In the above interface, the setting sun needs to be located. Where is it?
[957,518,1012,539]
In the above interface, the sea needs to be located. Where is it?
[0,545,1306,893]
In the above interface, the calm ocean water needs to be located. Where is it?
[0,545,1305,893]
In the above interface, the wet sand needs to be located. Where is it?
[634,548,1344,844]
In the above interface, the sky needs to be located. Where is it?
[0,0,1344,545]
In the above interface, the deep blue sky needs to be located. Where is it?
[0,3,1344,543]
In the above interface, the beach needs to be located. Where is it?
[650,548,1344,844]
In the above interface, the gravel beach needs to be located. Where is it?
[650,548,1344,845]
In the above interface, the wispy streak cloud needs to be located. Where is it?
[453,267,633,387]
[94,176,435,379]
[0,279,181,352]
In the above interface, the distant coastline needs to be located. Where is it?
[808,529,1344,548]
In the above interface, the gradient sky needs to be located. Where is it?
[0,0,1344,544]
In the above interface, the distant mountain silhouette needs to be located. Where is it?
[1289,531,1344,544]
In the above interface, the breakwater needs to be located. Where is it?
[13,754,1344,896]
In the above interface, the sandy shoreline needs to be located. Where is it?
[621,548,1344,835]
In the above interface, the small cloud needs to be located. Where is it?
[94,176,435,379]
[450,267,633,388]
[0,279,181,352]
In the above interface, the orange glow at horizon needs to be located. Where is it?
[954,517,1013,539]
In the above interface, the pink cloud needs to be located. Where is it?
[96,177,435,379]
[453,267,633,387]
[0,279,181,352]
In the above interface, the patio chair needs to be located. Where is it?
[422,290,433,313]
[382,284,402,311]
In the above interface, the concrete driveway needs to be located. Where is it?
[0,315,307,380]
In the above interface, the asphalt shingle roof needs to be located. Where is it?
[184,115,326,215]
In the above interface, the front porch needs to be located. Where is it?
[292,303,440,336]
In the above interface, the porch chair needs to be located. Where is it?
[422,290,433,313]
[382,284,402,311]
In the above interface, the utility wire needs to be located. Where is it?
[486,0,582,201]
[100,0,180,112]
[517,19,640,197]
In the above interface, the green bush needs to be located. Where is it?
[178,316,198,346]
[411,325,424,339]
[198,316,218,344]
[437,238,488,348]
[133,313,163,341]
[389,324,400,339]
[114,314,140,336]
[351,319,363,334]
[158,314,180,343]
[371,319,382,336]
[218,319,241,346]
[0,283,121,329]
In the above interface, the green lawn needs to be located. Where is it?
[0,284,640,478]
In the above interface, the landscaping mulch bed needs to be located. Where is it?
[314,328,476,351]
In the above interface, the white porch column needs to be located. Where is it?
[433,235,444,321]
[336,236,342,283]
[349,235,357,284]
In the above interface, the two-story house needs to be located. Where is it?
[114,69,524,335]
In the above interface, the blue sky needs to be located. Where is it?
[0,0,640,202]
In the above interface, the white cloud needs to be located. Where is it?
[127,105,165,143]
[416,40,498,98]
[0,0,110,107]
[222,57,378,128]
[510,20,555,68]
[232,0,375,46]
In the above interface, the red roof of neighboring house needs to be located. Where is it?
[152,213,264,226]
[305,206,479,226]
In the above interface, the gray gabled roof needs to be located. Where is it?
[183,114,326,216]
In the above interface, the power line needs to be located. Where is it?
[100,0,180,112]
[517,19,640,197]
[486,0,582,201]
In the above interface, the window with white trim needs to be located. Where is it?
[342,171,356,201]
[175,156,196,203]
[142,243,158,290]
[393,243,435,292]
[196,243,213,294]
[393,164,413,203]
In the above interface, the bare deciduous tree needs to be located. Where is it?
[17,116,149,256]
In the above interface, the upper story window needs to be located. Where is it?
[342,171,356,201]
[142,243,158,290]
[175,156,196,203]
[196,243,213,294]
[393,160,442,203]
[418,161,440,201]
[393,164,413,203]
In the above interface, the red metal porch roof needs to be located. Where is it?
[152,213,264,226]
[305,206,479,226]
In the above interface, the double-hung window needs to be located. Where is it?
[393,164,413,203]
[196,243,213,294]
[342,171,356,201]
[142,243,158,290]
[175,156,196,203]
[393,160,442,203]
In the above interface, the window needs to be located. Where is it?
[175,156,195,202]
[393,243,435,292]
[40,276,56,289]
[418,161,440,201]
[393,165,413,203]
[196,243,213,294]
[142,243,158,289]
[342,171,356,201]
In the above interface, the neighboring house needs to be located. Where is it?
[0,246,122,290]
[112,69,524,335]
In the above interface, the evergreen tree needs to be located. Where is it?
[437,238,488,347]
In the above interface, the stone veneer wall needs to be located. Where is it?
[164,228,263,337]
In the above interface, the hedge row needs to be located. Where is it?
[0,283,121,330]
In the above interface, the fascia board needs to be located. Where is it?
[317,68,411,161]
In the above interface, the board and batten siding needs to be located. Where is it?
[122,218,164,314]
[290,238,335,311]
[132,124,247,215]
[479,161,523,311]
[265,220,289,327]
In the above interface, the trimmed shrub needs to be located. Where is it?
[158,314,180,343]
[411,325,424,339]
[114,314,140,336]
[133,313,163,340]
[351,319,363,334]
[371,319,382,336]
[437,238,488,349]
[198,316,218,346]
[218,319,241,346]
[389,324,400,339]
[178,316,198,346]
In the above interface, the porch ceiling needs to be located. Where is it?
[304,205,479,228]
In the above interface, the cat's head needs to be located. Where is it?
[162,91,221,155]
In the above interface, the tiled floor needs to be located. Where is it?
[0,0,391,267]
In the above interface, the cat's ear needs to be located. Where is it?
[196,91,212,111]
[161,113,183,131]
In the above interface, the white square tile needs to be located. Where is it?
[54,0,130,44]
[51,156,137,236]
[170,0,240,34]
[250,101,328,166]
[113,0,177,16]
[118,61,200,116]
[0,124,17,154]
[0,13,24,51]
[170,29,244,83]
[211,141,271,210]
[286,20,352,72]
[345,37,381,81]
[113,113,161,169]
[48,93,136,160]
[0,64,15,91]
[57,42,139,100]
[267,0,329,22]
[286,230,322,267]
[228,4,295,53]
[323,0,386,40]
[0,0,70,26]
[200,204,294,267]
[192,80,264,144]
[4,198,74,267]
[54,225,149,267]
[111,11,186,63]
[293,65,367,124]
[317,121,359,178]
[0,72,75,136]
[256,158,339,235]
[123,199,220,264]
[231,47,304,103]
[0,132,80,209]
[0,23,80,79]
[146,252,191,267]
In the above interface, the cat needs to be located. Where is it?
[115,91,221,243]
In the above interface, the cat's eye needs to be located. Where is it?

* _Directions_:
Repeat each item above word for word, keeping them in their original order.

* _Problem solution_:
In the above interface, the setting sun needs to be located. Where is it?
[957,518,1012,539]
In the above interface, the sea needs to be located. Where is it?
[0,545,1306,893]
In the above interface, the calm ocean water needs to be located. Where is it?
[0,545,1305,893]
In the above interface, the wet sand needs to be located. Where is it?
[634,548,1344,844]
In the above interface, the sky needs to be located. Where is it?
[0,0,1344,545]
In the above interface, the deep blue sky needs to be located. Where is it?
[0,3,1344,543]
In the above interface, the beach needs to be located. Where is it?
[650,548,1344,844]
In the above interface, the gravel beach needs to be located. Where is it?
[650,548,1344,845]
In the above interface, the wispy streak cloud needs to be located. Where is it?
[453,267,633,387]
[94,176,435,379]
[0,279,181,352]
In the above interface, the distant coastline needs to be located. Where is it?
[808,529,1344,548]
In the above interface, the gradient sky needs to be located. Where is it?
[0,0,1344,544]
In the above interface, the distant mountain silhouette needs to be located. Where is it?
[1289,531,1344,544]
In the above interface, the breakwater needs to be located. Where is it?
[13,754,1344,896]
In the above interface, the sandy shoreline needs to be located. Where is it?
[621,548,1344,835]
In the above interface, the small cloud needs to be located. Where is it?
[94,176,435,379]
[450,267,633,388]
[0,279,181,352]
In the above interface, the orange glow at horizon needs to be located. Where is it?
[954,517,1013,539]
In the above interface, the pink cloud needs to be located. Where is it?
[96,177,435,379]
[453,267,633,387]
[0,279,181,352]
In the above interface, the patio chair needs to be located. Where is it?
[422,290,433,313]
[382,284,402,311]
In the above interface, the concrete driveway needs to be located. Where is it?
[0,315,307,380]
In the above interface, the asphalt shingle roof needs to be located. Where is it?
[184,115,326,215]
In the above interface, the front porch needs to be located. Where is it?
[292,303,440,336]
In the above interface, the porch chair needs to be located. Where is it?
[422,290,433,313]
[382,284,402,311]
In the above interface, the utility wire needs to be located. Where is it?
[486,0,582,201]
[100,0,180,112]
[517,19,640,197]
In the above interface, the green bush needs to be located. Where is it?
[178,316,198,346]
[411,325,424,339]
[198,316,218,344]
[437,238,488,348]
[133,313,163,341]
[389,324,400,339]
[114,314,140,336]
[351,319,363,334]
[158,314,180,343]
[371,319,382,336]
[218,319,241,346]
[0,283,121,329]
In the above interface, the green lawn needs to be located. Where is it?
[0,284,640,478]
In the above interface, the landscaping mulch bed needs to be located. Where is it?
[314,328,476,351]
In the above interface, the white porch column needs to be located. Where is it?
[433,235,444,321]
[336,236,342,283]
[349,235,357,284]
In the above interface, the two-story house needs to be located. Where is it?
[114,69,524,335]
In the above interface, the blue sky needs to be located. Where is it?
[0,0,640,202]
In the above interface, the white cloud needs to be located. Where is it?
[127,105,165,143]
[416,40,498,98]
[0,0,110,107]
[222,57,378,128]
[510,20,555,68]
[232,0,375,46]
In the above interface, the red roof of neighboring house needs to be located. Where is it?
[152,213,264,226]
[305,206,479,226]
In the above interface, the gray gabled roof needs to be located. Where is it?
[183,114,326,216]
In the above interface, the power line needs to be located. Where is it?
[100,0,180,112]
[517,19,640,197]
[486,0,582,201]
In the above interface, the window with white trim needs to be located. Where is it?
[342,171,356,201]
[175,156,196,203]
[142,243,158,290]
[393,243,435,292]
[196,243,213,294]
[393,164,413,203]
In the above interface, the bare deciduous tree needs to be located. Where is it?
[17,116,149,256]
In the above interface, the upper story window needs to be located. Where is it?
[342,171,356,201]
[142,243,158,290]
[175,156,196,203]
[196,243,213,294]
[393,160,442,203]
[418,161,440,201]
[393,164,413,203]
In the above interface, the red metal porch roof needs to be located. Where is it?
[152,213,264,226]
[305,206,479,226]
In the above interface, the double-hung window needs to be located. Where is it?
[393,164,413,203]
[196,243,213,294]
[342,171,356,201]
[142,243,158,290]
[175,156,196,203]
[393,160,442,203]
In the above interface, the window needs to be located. Where is it?
[175,156,195,202]
[393,243,435,292]
[40,276,56,289]
[418,161,440,201]
[393,165,413,203]
[196,243,213,294]
[142,243,158,289]
[342,171,356,201]
In the above interface, the neighboring house needs to be located. Where is it?
[0,246,122,290]
[112,69,524,335]
In the above interface, the evergreen tree needs to be located. Where is it?
[437,238,488,347]
In the above interface, the stone veneer wall needs to be located. Where is it?
[164,228,263,337]
In the above interface, the hedge row needs to be located. Where is it?
[0,283,121,330]
In the above interface, the fascia board needs to be located. Where is it?
[317,68,411,161]
In the above interface, the board and batten siding needs to be located. Where is it?
[122,218,164,314]
[290,238,335,311]
[132,124,247,215]
[479,161,523,311]
[265,220,289,327]
In the above interface, the trimmed shrub needs to be located. Where is it?
[158,314,180,343]
[411,325,424,339]
[114,314,140,336]
[133,313,163,340]
[351,319,363,334]
[371,319,382,336]
[437,238,488,349]
[198,316,218,346]
[218,319,241,346]
[389,324,400,339]
[178,316,198,346]
In the above interface, the porch ceiling needs to be located. Where is it?
[304,205,479,228]
In the above interface, the cat's head needs to be located. Where is it?
[162,91,221,155]
In the above interface, the tiled floor needs to be located. Where is it?
[0,0,391,267]
In the above interface, the cat's ear needs to be located. Where is it?
[196,91,212,111]
[161,113,183,131]
In the above interface, the white square tile needs to be located. Where is it?
[54,0,130,44]
[51,156,137,236]
[170,0,240,34]
[250,101,328,166]
[113,0,177,16]
[118,61,200,116]
[0,124,17,154]
[0,13,24,51]
[170,29,244,83]
[211,141,271,210]
[286,20,352,72]
[345,37,381,81]
[113,113,161,169]
[48,93,136,160]
[0,64,15,91]
[57,42,139,100]
[267,0,329,22]
[286,230,322,267]
[228,4,295,53]
[323,0,386,40]
[0,0,70,26]
[200,204,294,267]
[192,80,264,144]
[4,198,74,267]
[54,225,149,267]
[111,11,186,63]
[293,65,367,124]
[317,121,359,178]
[0,72,75,136]
[256,158,339,235]
[123,199,220,264]
[231,47,304,103]
[0,132,80,209]
[0,23,80,79]
[146,252,191,267]
In the above interface, the cat needs to be located. Where is it?
[115,91,221,243]
In the above interface, the cat's eye needs to be located. Where is it?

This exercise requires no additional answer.